### SELECTION

2017-06-30 Thread David Winsemius

> On Jun 30, 2017, at 9:13 AM, Sarah Goslee  wrote:
> 
> Once again, you are over-writing your variable. This time, you are overwriting
> the entirety of Stand_Height with the timeseries of height.
> 
> Perhaps you should spend some time with one of the good introductory R
> resources out there, and think a bit more about your procedure.
> 
> Sarah
> 
> On Fri, Jun 30, 2017 at 11:23 AM, Ahmed Attia  wrote:
>> Sorry for the confusion, here is the edited question.
>> 
>> The data= Stand_Height (attached) is recorded from 12/1/2009 to

Also.  Nothing attached made it back to the list readership, although it 
probably did make it to Sarah Goslee. Attachments should have the file 
extension `.txt` so that your mail client can give it the proper MIME-type. The 
only MIME-type that the server accepts for data is 'plain text".

######

## [OBJECTIVE 1]
Decide whether each statement agrees with the mailing-list message above, answering yes or no and quoting the words that settle it: (a) Attachments should carry the `.txt` file extension. (b) The attachment reached the list readership. (c) Stand_Height is being overwritten with the timeseries of height.
## [OBJECTIVE 2]
Carry the mailing-list message on from its final sentence.

### RAW DATA

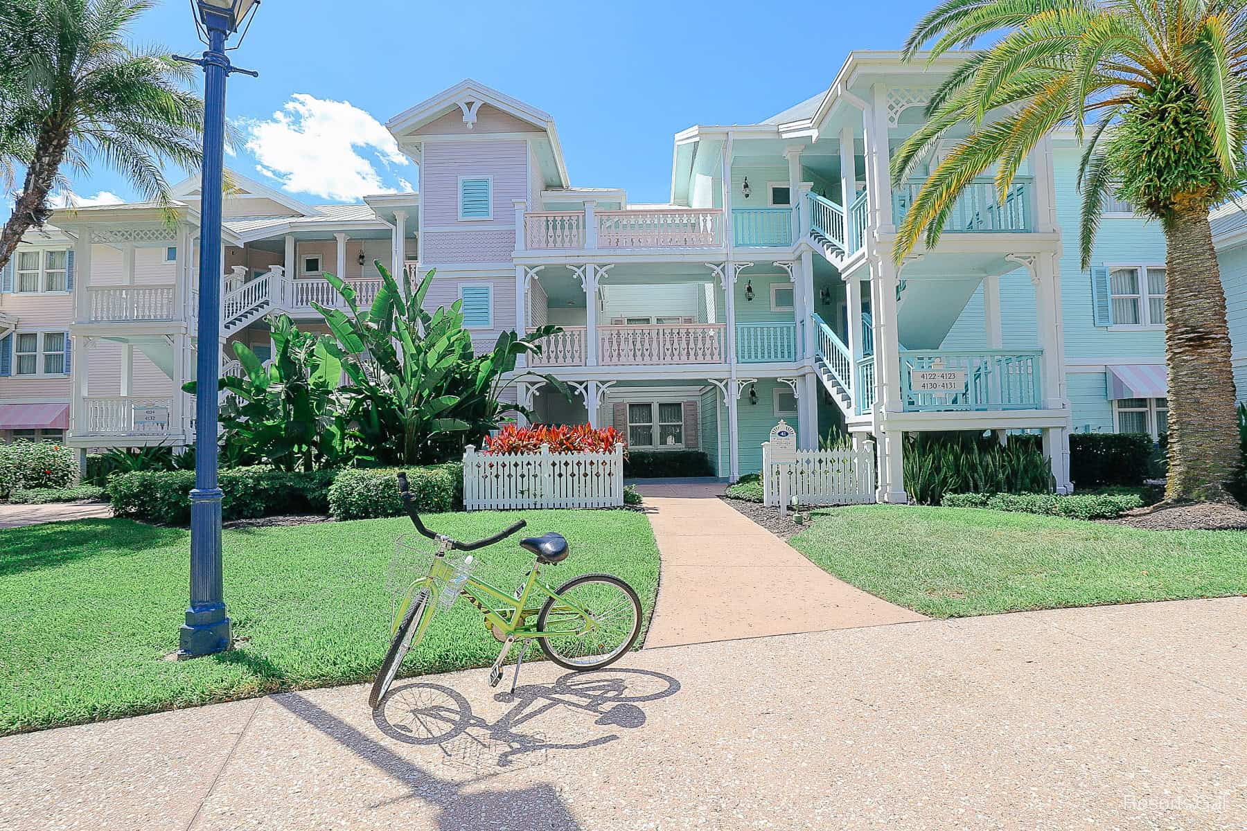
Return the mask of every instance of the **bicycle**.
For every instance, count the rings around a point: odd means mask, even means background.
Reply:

######

## [TASK ANSWER 1]
(a) Yes: "Attachments should have the file extension `.txt`"
(b) No: "Nothing attached made it back to the list readership"
(c) Yes: "the entirety of Stand_Height with the timeseries of height."

## [TASK ANSWER 2]
So,  You should also spend more time reading the Mailing list Info page and 
the Posting Guide.


-- 
David.

>> 12/31/2015 (25 observations) and the other dataset (leafbiom) is
>> recorded from 10/7/2009 to 12/29/2016 (daily observations).
>> 
>> I want to use the 25 observations of stand height to predict the daily
>> stand height from 10/7/2009 to 12/29/2016. The daily stand height will
>> be multiplied by leaf biomass to produce a new variable.
>> 
>> I agree that a loop is not needed, would the forecast library help or
>> should I use predict library.
>> 
>> Stand_Height=ts(Stand_Height$height,start=2009,end = 2016,
>>frequency =365)
>> 
>> plot(forecast(ets(Stand_Height),10))
>> a=seq(as.Date("2009-12-01"),by="weeks",length=11)
>> axis(1, at = a, labels = format(a, "%Y %b %d"), cex.axis=0.6)
>> 
>> 
>> #Error :$ operator is invalid for atomic vectors
>> 
>> Thanks
>> 
>> 
>> Ahmed Attia, Ph.D.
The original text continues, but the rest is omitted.